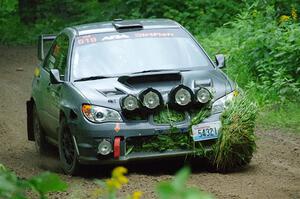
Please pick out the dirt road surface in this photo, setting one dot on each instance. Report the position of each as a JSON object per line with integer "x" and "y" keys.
{"x": 273, "y": 173}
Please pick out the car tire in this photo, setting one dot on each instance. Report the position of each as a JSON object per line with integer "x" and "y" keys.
{"x": 41, "y": 144}
{"x": 67, "y": 151}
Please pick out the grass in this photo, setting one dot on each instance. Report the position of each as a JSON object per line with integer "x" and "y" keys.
{"x": 236, "y": 142}
{"x": 285, "y": 117}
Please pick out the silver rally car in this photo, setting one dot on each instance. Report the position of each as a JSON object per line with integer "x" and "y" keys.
{"x": 99, "y": 85}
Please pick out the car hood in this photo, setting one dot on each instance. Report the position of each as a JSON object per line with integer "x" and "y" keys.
{"x": 108, "y": 92}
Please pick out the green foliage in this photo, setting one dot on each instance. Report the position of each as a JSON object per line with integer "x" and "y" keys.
{"x": 13, "y": 187}
{"x": 236, "y": 141}
{"x": 177, "y": 189}
{"x": 278, "y": 116}
{"x": 263, "y": 54}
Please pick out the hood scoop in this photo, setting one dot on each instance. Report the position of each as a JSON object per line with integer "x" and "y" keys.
{"x": 150, "y": 78}
{"x": 111, "y": 92}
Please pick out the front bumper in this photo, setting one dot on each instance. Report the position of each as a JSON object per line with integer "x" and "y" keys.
{"x": 87, "y": 137}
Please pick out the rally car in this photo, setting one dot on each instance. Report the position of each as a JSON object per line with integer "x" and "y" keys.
{"x": 99, "y": 86}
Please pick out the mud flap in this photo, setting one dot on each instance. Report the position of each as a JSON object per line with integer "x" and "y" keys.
{"x": 29, "y": 106}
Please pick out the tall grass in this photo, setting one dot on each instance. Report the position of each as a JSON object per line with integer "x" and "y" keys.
{"x": 236, "y": 142}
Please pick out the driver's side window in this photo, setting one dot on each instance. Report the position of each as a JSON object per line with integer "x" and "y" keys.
{"x": 57, "y": 56}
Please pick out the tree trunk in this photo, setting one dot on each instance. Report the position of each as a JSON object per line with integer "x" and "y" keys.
{"x": 27, "y": 11}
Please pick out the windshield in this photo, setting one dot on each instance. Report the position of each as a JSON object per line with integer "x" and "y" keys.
{"x": 117, "y": 54}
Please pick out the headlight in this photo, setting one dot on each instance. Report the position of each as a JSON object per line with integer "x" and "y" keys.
{"x": 181, "y": 95}
{"x": 151, "y": 98}
{"x": 100, "y": 114}
{"x": 203, "y": 95}
{"x": 219, "y": 105}
{"x": 130, "y": 103}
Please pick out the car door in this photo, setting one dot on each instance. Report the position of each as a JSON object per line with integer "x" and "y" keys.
{"x": 56, "y": 59}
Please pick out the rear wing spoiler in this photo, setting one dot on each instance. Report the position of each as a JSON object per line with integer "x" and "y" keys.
{"x": 44, "y": 45}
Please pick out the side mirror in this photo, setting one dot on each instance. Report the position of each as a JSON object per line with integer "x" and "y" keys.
{"x": 44, "y": 44}
{"x": 55, "y": 77}
{"x": 220, "y": 60}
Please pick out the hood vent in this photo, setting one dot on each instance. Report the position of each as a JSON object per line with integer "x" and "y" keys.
{"x": 140, "y": 79}
{"x": 109, "y": 93}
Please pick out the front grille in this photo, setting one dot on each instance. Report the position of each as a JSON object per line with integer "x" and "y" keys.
{"x": 159, "y": 143}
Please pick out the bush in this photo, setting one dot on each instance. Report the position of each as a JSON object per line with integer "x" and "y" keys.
{"x": 236, "y": 141}
{"x": 13, "y": 187}
{"x": 263, "y": 53}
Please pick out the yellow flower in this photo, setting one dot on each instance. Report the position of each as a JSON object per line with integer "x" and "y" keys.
{"x": 284, "y": 18}
{"x": 294, "y": 13}
{"x": 96, "y": 193}
{"x": 137, "y": 195}
{"x": 113, "y": 184}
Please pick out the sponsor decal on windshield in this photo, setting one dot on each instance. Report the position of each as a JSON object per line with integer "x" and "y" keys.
{"x": 104, "y": 37}
{"x": 87, "y": 39}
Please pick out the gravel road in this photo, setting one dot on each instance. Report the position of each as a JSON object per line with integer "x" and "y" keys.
{"x": 273, "y": 173}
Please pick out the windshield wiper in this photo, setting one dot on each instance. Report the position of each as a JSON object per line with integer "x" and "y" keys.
{"x": 92, "y": 78}
{"x": 161, "y": 70}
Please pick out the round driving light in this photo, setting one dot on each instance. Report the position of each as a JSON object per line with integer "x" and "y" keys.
{"x": 151, "y": 100}
{"x": 104, "y": 147}
{"x": 183, "y": 97}
{"x": 130, "y": 103}
{"x": 203, "y": 95}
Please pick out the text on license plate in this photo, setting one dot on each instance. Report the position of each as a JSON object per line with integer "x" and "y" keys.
{"x": 206, "y": 131}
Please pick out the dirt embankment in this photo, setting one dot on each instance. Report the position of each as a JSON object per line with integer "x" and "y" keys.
{"x": 273, "y": 173}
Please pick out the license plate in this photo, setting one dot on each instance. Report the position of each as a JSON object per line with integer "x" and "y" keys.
{"x": 205, "y": 131}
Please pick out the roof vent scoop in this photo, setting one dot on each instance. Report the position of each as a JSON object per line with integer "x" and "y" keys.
{"x": 127, "y": 25}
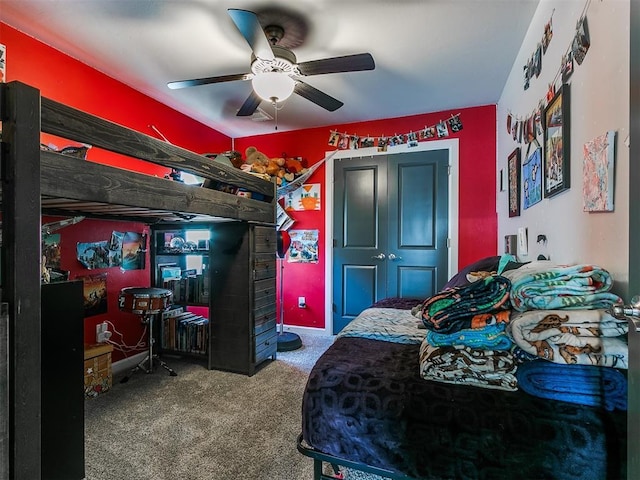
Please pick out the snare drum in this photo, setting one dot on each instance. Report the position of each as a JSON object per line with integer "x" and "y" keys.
{"x": 143, "y": 301}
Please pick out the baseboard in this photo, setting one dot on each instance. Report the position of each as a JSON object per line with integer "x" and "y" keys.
{"x": 127, "y": 363}
{"x": 304, "y": 330}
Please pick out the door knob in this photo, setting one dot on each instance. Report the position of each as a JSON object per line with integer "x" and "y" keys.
{"x": 629, "y": 312}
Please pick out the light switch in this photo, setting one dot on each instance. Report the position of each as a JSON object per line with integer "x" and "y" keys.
{"x": 523, "y": 241}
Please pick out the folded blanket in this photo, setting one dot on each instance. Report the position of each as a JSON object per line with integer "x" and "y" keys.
{"x": 585, "y": 337}
{"x": 582, "y": 384}
{"x": 467, "y": 366}
{"x": 386, "y": 324}
{"x": 545, "y": 286}
{"x": 453, "y": 309}
{"x": 490, "y": 337}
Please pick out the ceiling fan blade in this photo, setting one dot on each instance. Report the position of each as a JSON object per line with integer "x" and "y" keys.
{"x": 250, "y": 28}
{"x": 249, "y": 106}
{"x": 348, "y": 63}
{"x": 205, "y": 81}
{"x": 316, "y": 96}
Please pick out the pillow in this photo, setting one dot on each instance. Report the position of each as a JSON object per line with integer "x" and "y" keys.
{"x": 487, "y": 264}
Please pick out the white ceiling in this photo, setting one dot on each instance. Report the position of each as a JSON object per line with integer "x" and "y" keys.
{"x": 430, "y": 55}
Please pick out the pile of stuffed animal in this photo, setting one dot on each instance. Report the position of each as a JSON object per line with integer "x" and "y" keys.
{"x": 283, "y": 169}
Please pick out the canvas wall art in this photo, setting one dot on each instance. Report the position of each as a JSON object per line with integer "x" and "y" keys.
{"x": 598, "y": 173}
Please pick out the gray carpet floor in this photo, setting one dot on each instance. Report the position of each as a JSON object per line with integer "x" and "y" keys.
{"x": 203, "y": 424}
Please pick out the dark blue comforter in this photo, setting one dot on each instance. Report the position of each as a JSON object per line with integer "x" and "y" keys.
{"x": 366, "y": 402}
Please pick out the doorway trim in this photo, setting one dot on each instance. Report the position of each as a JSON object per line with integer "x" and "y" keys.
{"x": 448, "y": 144}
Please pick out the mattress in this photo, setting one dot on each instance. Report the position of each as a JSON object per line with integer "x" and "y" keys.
{"x": 366, "y": 402}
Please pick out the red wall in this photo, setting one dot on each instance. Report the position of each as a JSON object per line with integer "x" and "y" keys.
{"x": 64, "y": 79}
{"x": 477, "y": 187}
{"x": 68, "y": 81}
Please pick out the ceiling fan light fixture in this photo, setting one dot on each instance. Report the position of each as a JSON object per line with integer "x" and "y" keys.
{"x": 273, "y": 86}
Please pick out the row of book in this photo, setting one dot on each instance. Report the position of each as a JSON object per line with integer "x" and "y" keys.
{"x": 188, "y": 287}
{"x": 184, "y": 331}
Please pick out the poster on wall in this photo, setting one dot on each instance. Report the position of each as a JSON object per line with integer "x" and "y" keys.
{"x": 93, "y": 255}
{"x": 304, "y": 246}
{"x": 133, "y": 251}
{"x": 95, "y": 294}
{"x": 532, "y": 179}
{"x": 598, "y": 173}
{"x": 51, "y": 250}
{"x": 307, "y": 197}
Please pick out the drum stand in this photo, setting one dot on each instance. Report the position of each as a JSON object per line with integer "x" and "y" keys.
{"x": 149, "y": 359}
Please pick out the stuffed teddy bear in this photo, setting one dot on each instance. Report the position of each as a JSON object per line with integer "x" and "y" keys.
{"x": 276, "y": 167}
{"x": 256, "y": 160}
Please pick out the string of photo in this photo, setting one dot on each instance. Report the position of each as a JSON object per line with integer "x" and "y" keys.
{"x": 348, "y": 141}
{"x": 524, "y": 129}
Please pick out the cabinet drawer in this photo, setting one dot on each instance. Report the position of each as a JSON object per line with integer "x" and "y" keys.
{"x": 264, "y": 292}
{"x": 269, "y": 324}
{"x": 264, "y": 315}
{"x": 264, "y": 266}
{"x": 266, "y": 345}
{"x": 265, "y": 239}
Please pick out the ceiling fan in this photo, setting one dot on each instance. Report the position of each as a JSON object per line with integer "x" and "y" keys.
{"x": 274, "y": 69}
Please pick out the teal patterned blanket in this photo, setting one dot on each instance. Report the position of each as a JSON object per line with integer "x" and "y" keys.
● ● ● ●
# Exercise brief
Could you quote, exactly as they appear, the line containing "Please pick out the cabinet" and every line after it to the end of the records above?

# Exercise answer
Please pick out the cabinet drawer in this photo, setting one dot on each instance. Report the position of each as a JSON object per line with integer "x" and "y" keys.
{"x": 264, "y": 292}
{"x": 269, "y": 324}
{"x": 264, "y": 315}
{"x": 264, "y": 266}
{"x": 266, "y": 345}
{"x": 265, "y": 239}
Please pick out the ceiling fan in this photo, setting one dot on each instance. Report the position of each as a JSON object per line with integer "x" and "y" keys.
{"x": 274, "y": 69}
Please pick out the teal patterned blanket in this photo, setting one dot on each instance. Report the position of each as a JSON object per line with integer "x" and "y" keys.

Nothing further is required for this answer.